§ WHAT YOU NEED TO DO
Show every line in the entries below where the word "wing" appears.

§ RECORDS FOR THE EXERCISE
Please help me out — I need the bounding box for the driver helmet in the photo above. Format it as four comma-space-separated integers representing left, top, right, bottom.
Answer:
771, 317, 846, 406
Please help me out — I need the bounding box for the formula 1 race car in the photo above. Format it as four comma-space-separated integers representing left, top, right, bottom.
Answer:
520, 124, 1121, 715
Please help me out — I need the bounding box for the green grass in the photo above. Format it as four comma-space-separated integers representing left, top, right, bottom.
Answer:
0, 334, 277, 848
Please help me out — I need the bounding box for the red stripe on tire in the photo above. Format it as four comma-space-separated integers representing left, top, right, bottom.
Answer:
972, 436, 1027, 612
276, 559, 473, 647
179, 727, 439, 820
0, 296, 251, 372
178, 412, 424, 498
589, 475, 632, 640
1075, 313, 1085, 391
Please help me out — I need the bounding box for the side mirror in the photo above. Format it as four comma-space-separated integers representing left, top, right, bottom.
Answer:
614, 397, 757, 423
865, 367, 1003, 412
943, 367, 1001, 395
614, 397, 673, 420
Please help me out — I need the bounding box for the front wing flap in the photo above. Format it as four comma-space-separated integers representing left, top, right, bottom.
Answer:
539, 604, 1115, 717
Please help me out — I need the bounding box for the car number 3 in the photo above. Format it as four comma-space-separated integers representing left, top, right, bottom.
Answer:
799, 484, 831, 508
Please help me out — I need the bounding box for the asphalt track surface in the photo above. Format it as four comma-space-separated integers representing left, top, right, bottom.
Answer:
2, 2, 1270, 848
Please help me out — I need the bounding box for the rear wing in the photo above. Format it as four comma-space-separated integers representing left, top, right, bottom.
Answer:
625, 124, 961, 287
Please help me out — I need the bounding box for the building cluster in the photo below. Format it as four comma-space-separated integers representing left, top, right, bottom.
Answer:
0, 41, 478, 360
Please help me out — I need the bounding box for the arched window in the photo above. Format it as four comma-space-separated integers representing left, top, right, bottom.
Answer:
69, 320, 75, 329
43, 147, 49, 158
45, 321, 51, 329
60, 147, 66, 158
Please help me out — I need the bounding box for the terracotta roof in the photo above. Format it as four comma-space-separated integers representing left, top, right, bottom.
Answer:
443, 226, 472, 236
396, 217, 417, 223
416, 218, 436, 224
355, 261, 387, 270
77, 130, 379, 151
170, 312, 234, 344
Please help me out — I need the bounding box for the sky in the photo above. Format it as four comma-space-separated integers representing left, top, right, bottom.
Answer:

§ WRITTEN REPLY
Please help me out — I need the bounding box for the front wing flap in the photo above. Format it as four comma-space-separated integers representing left, top, right, bottom.
Please help me out — I need the bounding box for the rear wing in the photo above. Format it as four comma-space-separated integers representing left, top, right, bottom.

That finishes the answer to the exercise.